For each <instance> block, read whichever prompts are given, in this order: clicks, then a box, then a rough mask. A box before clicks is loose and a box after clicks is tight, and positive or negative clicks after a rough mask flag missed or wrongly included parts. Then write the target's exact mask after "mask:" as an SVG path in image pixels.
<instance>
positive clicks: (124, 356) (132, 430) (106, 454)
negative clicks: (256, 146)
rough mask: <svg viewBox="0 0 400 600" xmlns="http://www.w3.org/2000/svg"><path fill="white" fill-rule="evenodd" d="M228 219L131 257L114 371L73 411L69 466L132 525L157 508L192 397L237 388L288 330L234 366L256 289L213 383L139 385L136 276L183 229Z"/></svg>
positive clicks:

....

** EXERCISE DESCRIPTION **
Take the line holding "negative clicks: (256, 146)" and all lines after it through the end of the data, and set them down exactly.

** FINISHED EXERCISE **
negative clicks: (256, 146)
rough mask: <svg viewBox="0 0 400 600" xmlns="http://www.w3.org/2000/svg"><path fill="white" fill-rule="evenodd" d="M228 219L131 257L114 371L73 411L69 466L132 525L157 508L192 397L237 388L288 330L234 366L256 289L213 383L139 385L136 276L183 229Z"/></svg>
positive clicks:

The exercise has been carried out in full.